- What you have to do
Each line below needs to be restated word for word.

++++ Data supplied ++++

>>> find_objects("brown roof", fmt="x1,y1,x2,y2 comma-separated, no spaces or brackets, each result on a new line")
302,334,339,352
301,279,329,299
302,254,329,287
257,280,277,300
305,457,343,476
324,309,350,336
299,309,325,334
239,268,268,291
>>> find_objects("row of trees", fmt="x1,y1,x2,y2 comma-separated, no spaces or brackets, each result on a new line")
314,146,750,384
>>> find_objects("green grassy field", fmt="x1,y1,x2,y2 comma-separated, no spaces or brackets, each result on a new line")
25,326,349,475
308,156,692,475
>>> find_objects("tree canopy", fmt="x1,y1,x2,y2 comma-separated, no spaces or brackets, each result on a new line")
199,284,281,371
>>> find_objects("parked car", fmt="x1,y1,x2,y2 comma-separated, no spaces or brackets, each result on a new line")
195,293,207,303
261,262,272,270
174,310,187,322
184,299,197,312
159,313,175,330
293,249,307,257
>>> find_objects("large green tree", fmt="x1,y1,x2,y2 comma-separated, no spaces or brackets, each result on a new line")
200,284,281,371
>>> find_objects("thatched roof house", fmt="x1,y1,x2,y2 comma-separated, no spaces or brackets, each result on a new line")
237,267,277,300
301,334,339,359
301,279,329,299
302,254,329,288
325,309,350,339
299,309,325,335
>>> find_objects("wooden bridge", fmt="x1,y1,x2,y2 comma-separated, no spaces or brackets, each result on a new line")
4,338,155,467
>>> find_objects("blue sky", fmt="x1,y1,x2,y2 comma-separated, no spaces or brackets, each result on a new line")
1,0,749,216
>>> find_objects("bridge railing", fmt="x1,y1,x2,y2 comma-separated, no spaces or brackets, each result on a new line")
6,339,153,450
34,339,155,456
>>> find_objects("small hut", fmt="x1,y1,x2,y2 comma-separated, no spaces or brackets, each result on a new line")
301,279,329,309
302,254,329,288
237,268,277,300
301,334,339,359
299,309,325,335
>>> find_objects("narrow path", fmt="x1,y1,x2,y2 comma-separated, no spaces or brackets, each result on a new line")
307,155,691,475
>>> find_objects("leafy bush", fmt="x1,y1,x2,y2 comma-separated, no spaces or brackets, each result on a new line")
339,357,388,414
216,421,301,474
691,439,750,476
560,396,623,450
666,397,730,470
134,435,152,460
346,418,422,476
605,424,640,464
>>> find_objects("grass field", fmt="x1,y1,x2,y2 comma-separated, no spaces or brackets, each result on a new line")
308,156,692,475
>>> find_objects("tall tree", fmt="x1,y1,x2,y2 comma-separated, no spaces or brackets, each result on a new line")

++++

- Exercise answer
>>> find_objects("brown roof", fmt="x1,y1,x2,y2 comma-separated, no spaces or brackets, each result on a new line")
302,334,339,352
301,279,329,299
302,254,329,287
257,280,277,300
305,457,343,476
324,309,350,336
299,309,325,334
239,268,268,291
>>> find_objects("row of trees", fmt="x1,y1,x2,y2 comma-separated, no spaces or brackets, each result on a new line")
314,146,750,384
>>> find_objects("green grassy field", fmt="x1,y1,x2,y2 comma-separated, no spaces or brackets, each result on a new line")
25,326,349,475
308,156,692,475
>>> find_objects("tree canopy", fmt="x1,y1,x2,y2 comma-separated, no spaces or brackets, each result on a new line")
199,284,281,371
>>> find_objects("parked car", fmt="x1,y1,x2,y2 comma-separated, no spaces or brackets, each result on a new line")
195,293,207,303
261,262,272,270
174,310,187,322
184,299,197,312
159,313,175,330
293,249,307,257
>>> find_objects("large green tree", fmt="x1,y1,x2,y2 comma-separated, no spaces or brackets, each result on a new line")
200,284,281,371
>>> find_objects("thatched roof house", fmt="x1,y1,x2,y2 comma-separated, no spaces or brackets, each result on a new line")
237,267,277,300
301,334,339,359
301,279,329,299
302,254,329,288
325,309,350,339
299,309,325,335
>>> find_objects("wooden bridge", fmt="x1,y1,x2,y2 comma-separated, no spaces or brackets, each result on a new line")
4,338,155,467
>>> find_objects("blue sky", fmt="x1,y1,x2,y2 comma-separated, no spaces or brackets, each result on a new line")
1,0,749,216
>>> find_objects("bridge railing", fmt="x1,y1,x2,y2 comma-separated, no spaces or brackets, each result on a new line")
6,339,153,450
34,339,155,456
>>> find_objects("small hut", fmt="x1,y1,x2,y2 comma-separated, no spaces or brackets, each result on a new line")
301,279,329,309
302,254,329,288
237,268,277,300
301,334,339,359
299,309,325,335
>>> find_objects("narrow path", fmt="x1,y1,x2,y2 comma-separated, no spaces or brackets, each result on a new line")
307,155,691,475
>>> find_objects("leafy bush", fmt="x1,y1,x2,y2 comma-separated, no spaces or brackets, each result on a new line")
339,357,388,414
216,421,301,474
691,439,750,476
560,396,623,450
666,397,730,470
134,435,152,460
346,418,422,476
605,424,640,464
>>> find_objects("grass field", fmt="x1,y1,x2,y2 comma-separated, no spaces or brackets, each result on a new line")
308,156,692,475
>>> find_objects("tall tree", fmt="x1,y1,x2,y2 comma-separated, no spaces or brackets, each result on a new line")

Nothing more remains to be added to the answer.